Input material:
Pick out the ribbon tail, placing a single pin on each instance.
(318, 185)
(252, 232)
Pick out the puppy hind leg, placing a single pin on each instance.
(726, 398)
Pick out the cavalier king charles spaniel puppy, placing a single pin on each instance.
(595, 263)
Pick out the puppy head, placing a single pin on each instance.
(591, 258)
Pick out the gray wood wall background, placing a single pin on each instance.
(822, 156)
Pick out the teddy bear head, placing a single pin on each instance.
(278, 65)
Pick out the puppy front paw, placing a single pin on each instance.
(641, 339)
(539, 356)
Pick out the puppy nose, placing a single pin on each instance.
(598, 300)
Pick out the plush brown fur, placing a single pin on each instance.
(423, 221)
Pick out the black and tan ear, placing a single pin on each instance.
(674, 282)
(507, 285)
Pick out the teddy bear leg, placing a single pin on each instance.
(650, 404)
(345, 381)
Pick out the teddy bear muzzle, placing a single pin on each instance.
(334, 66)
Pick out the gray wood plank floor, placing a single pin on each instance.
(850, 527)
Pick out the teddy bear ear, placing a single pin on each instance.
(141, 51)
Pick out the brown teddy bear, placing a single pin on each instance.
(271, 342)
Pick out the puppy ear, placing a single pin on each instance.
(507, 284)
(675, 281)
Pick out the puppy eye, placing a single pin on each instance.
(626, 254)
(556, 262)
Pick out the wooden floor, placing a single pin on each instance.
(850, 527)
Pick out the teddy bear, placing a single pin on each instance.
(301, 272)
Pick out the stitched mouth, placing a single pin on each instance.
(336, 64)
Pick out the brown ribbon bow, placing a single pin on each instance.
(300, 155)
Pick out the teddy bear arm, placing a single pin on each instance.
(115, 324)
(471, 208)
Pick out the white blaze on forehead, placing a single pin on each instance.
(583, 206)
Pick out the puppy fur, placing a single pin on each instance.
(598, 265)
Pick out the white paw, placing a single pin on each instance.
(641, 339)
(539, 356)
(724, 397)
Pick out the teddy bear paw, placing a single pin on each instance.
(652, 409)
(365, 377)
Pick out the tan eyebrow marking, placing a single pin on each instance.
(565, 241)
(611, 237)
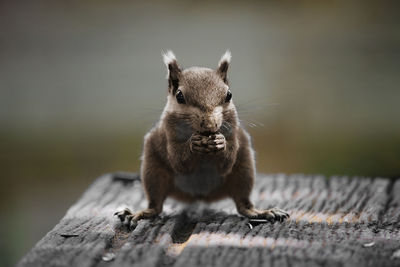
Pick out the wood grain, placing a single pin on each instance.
(337, 221)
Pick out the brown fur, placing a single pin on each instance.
(202, 136)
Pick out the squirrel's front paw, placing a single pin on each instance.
(207, 144)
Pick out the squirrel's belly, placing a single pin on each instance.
(202, 181)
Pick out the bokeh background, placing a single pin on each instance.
(316, 84)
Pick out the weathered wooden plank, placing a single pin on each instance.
(338, 221)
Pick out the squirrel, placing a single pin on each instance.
(198, 150)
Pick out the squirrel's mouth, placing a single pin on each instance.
(207, 133)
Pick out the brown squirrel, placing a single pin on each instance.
(198, 150)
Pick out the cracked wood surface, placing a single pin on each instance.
(334, 222)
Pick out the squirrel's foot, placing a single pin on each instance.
(272, 215)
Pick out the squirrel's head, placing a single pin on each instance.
(200, 97)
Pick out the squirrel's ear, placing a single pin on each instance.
(223, 65)
(173, 71)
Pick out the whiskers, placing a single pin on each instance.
(250, 110)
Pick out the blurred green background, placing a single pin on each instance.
(316, 83)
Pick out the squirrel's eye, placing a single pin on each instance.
(228, 96)
(179, 97)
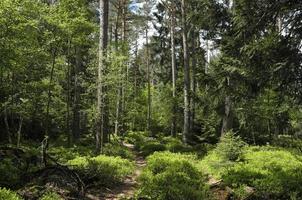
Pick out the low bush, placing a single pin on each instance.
(171, 176)
(9, 172)
(6, 194)
(175, 145)
(116, 149)
(273, 173)
(150, 147)
(64, 154)
(51, 196)
(136, 138)
(104, 170)
(230, 147)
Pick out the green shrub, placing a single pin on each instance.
(105, 170)
(6, 194)
(175, 145)
(136, 138)
(51, 196)
(171, 176)
(64, 154)
(230, 147)
(275, 174)
(152, 146)
(115, 149)
(9, 172)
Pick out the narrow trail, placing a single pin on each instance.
(127, 189)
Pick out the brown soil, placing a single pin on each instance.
(127, 189)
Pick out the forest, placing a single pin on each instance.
(151, 99)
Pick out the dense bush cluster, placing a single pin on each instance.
(6, 194)
(51, 196)
(172, 176)
(273, 173)
(104, 170)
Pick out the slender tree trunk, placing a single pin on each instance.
(149, 83)
(118, 98)
(19, 132)
(227, 121)
(186, 131)
(76, 98)
(9, 137)
(49, 92)
(124, 68)
(173, 56)
(193, 81)
(68, 75)
(104, 12)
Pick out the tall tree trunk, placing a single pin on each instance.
(186, 131)
(103, 41)
(19, 132)
(9, 137)
(119, 88)
(173, 56)
(76, 98)
(49, 92)
(124, 68)
(193, 80)
(68, 76)
(149, 83)
(227, 120)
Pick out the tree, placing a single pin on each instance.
(102, 124)
(186, 64)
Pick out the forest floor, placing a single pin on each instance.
(127, 189)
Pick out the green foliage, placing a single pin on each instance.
(175, 145)
(136, 138)
(171, 176)
(6, 194)
(51, 196)
(230, 147)
(10, 174)
(273, 173)
(116, 149)
(64, 154)
(150, 147)
(105, 170)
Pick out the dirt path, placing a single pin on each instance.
(127, 188)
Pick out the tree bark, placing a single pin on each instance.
(186, 131)
(227, 121)
(49, 92)
(19, 132)
(76, 98)
(103, 41)
(9, 137)
(173, 57)
(68, 75)
(149, 82)
(193, 80)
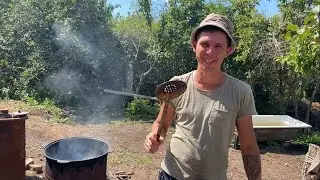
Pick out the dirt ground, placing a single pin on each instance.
(126, 140)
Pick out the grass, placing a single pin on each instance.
(308, 138)
(125, 157)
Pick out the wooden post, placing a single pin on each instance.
(310, 159)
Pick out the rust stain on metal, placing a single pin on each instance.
(12, 143)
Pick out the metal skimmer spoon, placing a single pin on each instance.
(166, 92)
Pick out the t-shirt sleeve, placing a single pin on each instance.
(247, 103)
(173, 102)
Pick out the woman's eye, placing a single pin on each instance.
(205, 44)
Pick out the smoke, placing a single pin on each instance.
(85, 67)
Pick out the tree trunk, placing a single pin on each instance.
(315, 90)
(129, 83)
(143, 76)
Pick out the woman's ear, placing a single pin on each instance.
(194, 44)
(229, 51)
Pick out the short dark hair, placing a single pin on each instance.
(211, 29)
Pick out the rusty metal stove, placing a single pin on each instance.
(12, 144)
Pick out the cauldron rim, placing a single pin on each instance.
(76, 137)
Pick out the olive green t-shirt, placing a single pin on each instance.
(205, 122)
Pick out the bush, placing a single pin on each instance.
(311, 137)
(141, 109)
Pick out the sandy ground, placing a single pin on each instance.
(126, 140)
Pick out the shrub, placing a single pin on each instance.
(311, 137)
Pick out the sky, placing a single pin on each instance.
(267, 7)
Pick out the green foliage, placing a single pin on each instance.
(272, 143)
(141, 109)
(311, 137)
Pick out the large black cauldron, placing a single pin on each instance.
(79, 158)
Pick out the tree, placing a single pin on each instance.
(305, 50)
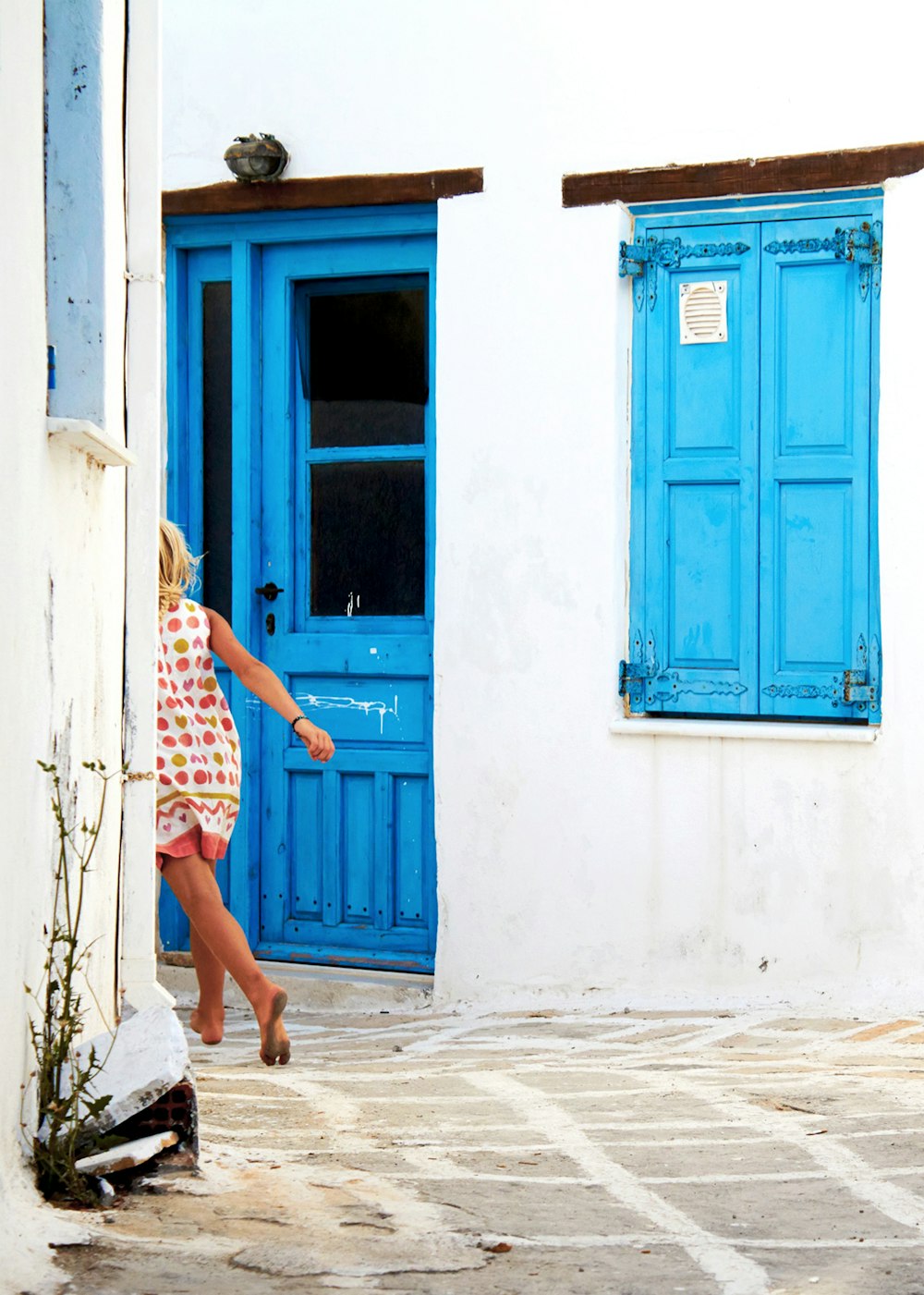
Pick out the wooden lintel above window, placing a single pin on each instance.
(330, 190)
(846, 168)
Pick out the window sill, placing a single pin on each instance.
(92, 441)
(752, 729)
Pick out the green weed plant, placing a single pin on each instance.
(67, 1105)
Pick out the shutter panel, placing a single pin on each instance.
(694, 587)
(816, 447)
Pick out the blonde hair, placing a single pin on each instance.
(177, 566)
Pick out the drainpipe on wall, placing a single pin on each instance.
(138, 971)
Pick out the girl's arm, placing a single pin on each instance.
(264, 684)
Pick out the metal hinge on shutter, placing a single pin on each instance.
(863, 246)
(639, 261)
(649, 687)
(859, 690)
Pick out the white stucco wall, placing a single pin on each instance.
(64, 542)
(653, 871)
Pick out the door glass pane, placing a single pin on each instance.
(367, 539)
(216, 447)
(364, 365)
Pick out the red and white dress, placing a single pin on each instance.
(198, 761)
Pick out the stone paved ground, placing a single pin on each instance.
(630, 1154)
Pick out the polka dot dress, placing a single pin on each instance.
(198, 761)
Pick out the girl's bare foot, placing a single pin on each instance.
(209, 1026)
(274, 1037)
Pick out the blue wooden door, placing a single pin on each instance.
(347, 852)
(753, 527)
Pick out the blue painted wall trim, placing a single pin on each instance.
(74, 206)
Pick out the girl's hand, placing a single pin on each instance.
(319, 743)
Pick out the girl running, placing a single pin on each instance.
(198, 765)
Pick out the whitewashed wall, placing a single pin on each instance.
(578, 862)
(64, 538)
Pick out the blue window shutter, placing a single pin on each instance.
(695, 458)
(817, 609)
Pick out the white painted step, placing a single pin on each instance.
(312, 988)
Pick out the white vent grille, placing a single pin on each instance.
(703, 315)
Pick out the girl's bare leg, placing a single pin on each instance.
(193, 884)
(209, 1018)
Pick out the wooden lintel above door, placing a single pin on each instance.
(845, 168)
(330, 190)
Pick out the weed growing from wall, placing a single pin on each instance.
(67, 1108)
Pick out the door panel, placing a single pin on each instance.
(347, 536)
(816, 607)
(700, 462)
(200, 469)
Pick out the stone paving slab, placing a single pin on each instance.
(629, 1154)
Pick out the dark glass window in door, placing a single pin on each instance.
(362, 359)
(216, 447)
(367, 539)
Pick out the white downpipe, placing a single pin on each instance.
(138, 971)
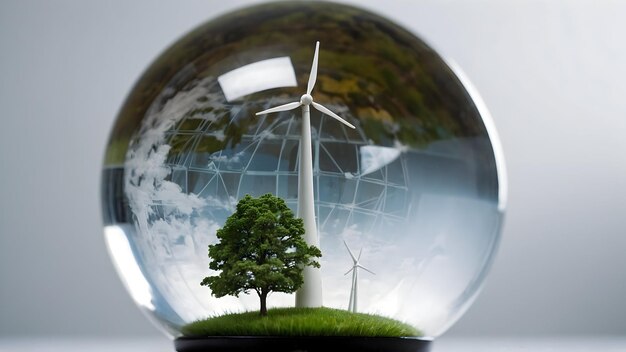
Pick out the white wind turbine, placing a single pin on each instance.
(355, 278)
(310, 294)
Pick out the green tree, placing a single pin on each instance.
(260, 248)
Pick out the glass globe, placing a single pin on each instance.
(416, 190)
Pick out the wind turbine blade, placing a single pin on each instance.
(313, 74)
(351, 254)
(366, 269)
(286, 107)
(323, 109)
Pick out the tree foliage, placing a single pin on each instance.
(261, 248)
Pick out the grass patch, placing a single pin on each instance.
(300, 322)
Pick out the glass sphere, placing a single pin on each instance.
(416, 190)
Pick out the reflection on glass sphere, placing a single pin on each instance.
(418, 186)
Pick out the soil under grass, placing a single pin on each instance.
(300, 322)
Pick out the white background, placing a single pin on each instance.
(552, 73)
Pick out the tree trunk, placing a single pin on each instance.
(263, 298)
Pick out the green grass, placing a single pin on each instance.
(300, 322)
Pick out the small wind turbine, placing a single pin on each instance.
(310, 293)
(355, 278)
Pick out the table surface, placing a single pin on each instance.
(444, 344)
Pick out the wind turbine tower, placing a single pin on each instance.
(355, 278)
(310, 294)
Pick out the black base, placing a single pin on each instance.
(301, 344)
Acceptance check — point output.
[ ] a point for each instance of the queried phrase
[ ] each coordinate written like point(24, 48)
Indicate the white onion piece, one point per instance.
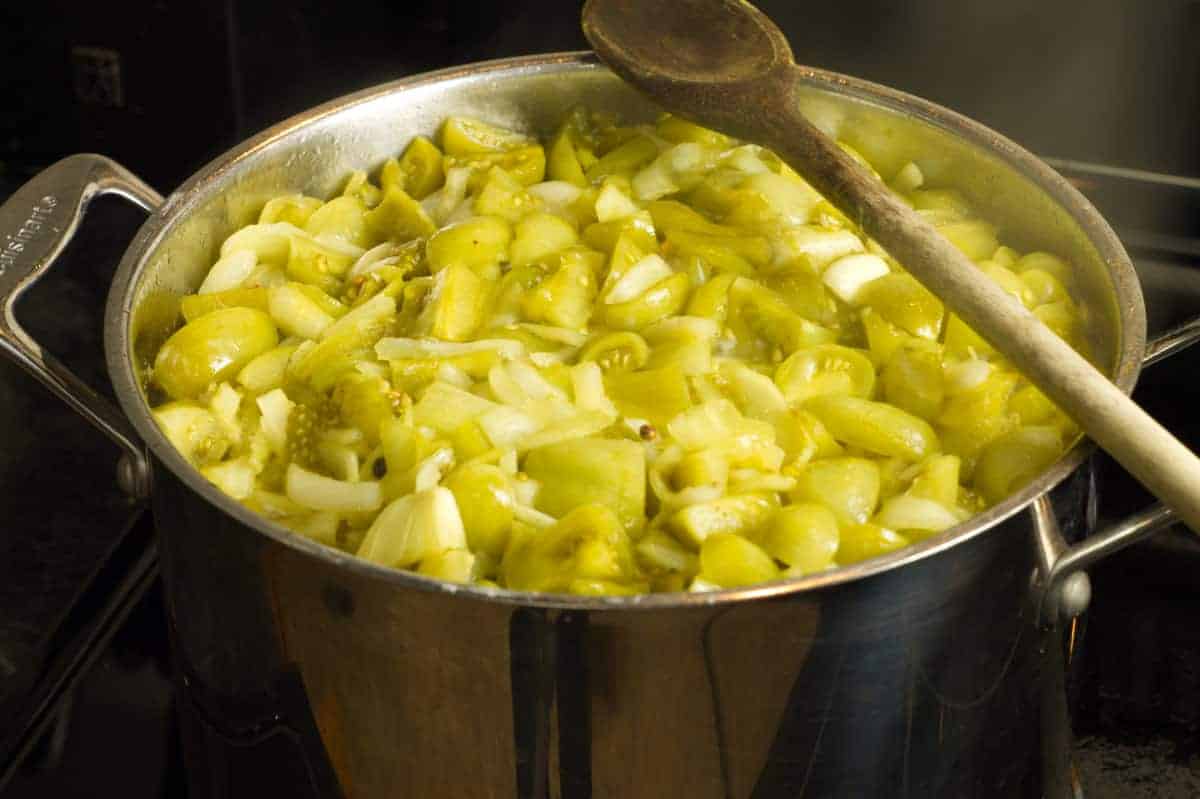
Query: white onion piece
point(639, 278)
point(533, 516)
point(847, 275)
point(964, 376)
point(319, 492)
point(557, 194)
point(820, 246)
point(394, 349)
point(587, 383)
point(375, 258)
point(504, 425)
point(229, 272)
point(907, 512)
point(613, 204)
point(275, 408)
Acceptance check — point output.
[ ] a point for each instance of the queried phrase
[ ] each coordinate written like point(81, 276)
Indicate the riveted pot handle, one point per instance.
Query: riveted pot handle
point(1065, 588)
point(36, 223)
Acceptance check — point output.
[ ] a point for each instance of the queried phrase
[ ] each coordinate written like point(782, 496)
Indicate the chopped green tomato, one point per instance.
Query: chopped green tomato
point(466, 136)
point(1042, 287)
point(804, 293)
point(976, 239)
point(672, 128)
point(865, 541)
point(639, 228)
point(364, 403)
point(625, 158)
point(540, 235)
point(742, 515)
point(850, 487)
point(803, 535)
point(941, 199)
point(1014, 460)
point(421, 168)
point(295, 312)
point(883, 338)
point(479, 244)
point(653, 395)
point(730, 560)
point(671, 215)
point(342, 218)
point(453, 565)
point(192, 430)
point(712, 300)
point(875, 426)
point(318, 492)
point(619, 352)
point(939, 480)
point(493, 378)
point(1047, 263)
point(585, 470)
point(293, 209)
point(399, 217)
point(414, 527)
point(659, 552)
point(504, 196)
point(659, 301)
point(913, 380)
point(905, 302)
point(211, 348)
point(267, 371)
point(564, 299)
point(197, 305)
point(486, 504)
point(460, 306)
point(527, 164)
point(826, 370)
point(762, 313)
point(563, 162)
point(588, 544)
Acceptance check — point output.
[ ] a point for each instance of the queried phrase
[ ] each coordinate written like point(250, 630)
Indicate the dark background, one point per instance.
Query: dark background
point(163, 86)
point(166, 85)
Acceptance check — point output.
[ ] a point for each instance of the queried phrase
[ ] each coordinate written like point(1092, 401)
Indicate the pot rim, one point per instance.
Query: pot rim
point(1129, 308)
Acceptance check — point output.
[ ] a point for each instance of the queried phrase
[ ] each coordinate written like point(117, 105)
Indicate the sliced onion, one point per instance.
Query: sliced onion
point(319, 492)
point(229, 271)
point(964, 376)
point(375, 258)
point(639, 278)
point(907, 512)
point(395, 349)
point(847, 275)
point(533, 516)
point(613, 204)
point(557, 194)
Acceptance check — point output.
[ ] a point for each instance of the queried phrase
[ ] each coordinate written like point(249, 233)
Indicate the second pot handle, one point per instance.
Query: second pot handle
point(1063, 583)
point(36, 223)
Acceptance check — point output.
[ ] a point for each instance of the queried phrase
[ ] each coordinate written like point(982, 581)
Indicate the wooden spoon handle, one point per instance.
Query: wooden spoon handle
point(1168, 468)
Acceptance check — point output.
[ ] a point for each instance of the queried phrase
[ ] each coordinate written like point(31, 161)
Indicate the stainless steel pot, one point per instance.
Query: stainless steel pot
point(924, 673)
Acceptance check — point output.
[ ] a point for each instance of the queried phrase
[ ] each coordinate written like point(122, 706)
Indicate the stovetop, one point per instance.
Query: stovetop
point(83, 652)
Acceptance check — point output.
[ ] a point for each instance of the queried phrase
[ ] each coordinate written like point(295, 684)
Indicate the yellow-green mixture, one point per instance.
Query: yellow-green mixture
point(634, 359)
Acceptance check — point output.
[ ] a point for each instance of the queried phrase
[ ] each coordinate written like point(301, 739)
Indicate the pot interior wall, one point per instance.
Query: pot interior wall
point(316, 152)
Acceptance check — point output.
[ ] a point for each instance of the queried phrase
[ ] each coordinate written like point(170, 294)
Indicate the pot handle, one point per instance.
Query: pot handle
point(1063, 583)
point(36, 223)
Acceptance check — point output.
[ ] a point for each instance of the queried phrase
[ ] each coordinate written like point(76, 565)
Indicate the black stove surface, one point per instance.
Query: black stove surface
point(87, 694)
point(83, 643)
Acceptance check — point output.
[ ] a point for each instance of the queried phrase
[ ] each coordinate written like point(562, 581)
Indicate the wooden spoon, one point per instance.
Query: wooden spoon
point(725, 65)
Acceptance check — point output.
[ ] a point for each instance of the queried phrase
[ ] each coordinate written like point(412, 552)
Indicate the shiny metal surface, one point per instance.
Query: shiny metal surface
point(313, 152)
point(916, 674)
point(727, 66)
point(39, 222)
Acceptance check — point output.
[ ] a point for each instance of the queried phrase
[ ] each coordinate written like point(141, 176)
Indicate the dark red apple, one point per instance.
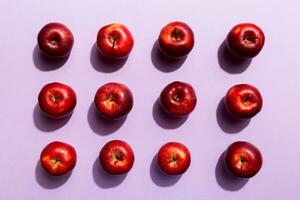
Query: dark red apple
point(55, 40)
point(115, 41)
point(243, 159)
point(178, 99)
point(245, 40)
point(57, 100)
point(116, 157)
point(243, 101)
point(113, 100)
point(176, 39)
point(174, 158)
point(58, 158)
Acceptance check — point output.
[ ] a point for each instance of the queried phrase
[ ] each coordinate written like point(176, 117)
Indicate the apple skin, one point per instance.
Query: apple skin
point(173, 158)
point(113, 100)
point(57, 100)
point(58, 158)
point(55, 40)
point(243, 159)
point(176, 39)
point(115, 41)
point(243, 101)
point(116, 157)
point(245, 40)
point(178, 99)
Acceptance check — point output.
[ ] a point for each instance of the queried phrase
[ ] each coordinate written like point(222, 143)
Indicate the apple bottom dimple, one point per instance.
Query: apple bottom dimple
point(243, 159)
point(116, 157)
point(173, 158)
point(113, 100)
point(58, 158)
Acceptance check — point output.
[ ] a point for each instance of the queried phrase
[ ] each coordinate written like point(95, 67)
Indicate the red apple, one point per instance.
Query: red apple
point(243, 101)
point(115, 41)
point(55, 40)
point(178, 99)
point(57, 100)
point(176, 39)
point(243, 159)
point(174, 158)
point(113, 100)
point(116, 157)
point(58, 158)
point(245, 40)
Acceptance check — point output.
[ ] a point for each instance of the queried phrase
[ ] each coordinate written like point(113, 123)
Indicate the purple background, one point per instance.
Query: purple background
point(207, 131)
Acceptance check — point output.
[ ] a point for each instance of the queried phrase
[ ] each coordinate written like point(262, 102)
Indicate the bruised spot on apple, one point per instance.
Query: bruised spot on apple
point(116, 157)
point(57, 100)
point(243, 101)
point(243, 159)
point(58, 158)
point(176, 39)
point(178, 99)
point(115, 41)
point(174, 158)
point(113, 100)
point(245, 40)
point(55, 40)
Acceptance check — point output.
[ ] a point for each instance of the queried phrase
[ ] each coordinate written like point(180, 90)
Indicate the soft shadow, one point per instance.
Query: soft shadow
point(105, 180)
point(227, 180)
point(164, 120)
point(226, 122)
point(101, 125)
point(45, 123)
point(46, 63)
point(103, 64)
point(164, 63)
point(231, 63)
point(160, 178)
point(48, 181)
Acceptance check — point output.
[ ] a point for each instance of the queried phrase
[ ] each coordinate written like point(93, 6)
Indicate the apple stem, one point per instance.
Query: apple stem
point(176, 33)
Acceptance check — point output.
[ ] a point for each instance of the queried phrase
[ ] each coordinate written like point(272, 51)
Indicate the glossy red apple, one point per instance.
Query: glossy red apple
point(178, 99)
point(55, 40)
point(113, 100)
point(115, 41)
point(243, 101)
point(58, 158)
point(243, 159)
point(116, 157)
point(57, 100)
point(174, 158)
point(176, 39)
point(245, 40)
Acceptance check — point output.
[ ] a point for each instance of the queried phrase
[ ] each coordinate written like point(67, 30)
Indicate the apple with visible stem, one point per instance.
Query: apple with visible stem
point(116, 157)
point(178, 99)
point(55, 40)
point(173, 158)
point(243, 101)
point(113, 100)
point(58, 158)
point(57, 100)
point(176, 39)
point(245, 40)
point(115, 41)
point(243, 159)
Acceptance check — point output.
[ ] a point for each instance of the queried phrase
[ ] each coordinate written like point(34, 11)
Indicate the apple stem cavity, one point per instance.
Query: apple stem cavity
point(176, 34)
point(113, 40)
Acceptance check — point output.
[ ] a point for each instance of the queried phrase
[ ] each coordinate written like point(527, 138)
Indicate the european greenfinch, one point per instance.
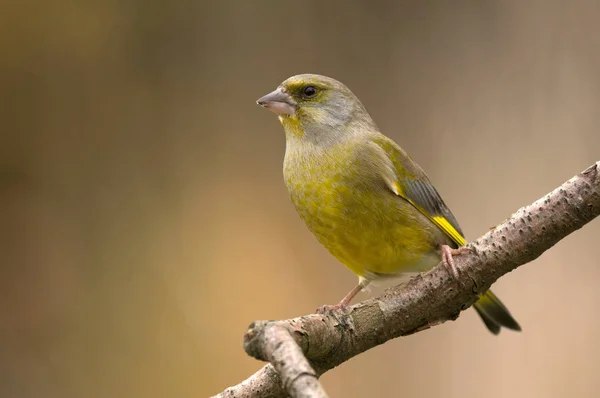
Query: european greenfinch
point(360, 194)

Task to complete: Return every line of the items above that contains the word "shutter".

Result:
Pick out the shutter panel, placing a single pin on each instance.
Pick out the metal hinge on shutter, placing a single pin on each instance.
Pick out the blue window shutter, placing a single pin on each instance.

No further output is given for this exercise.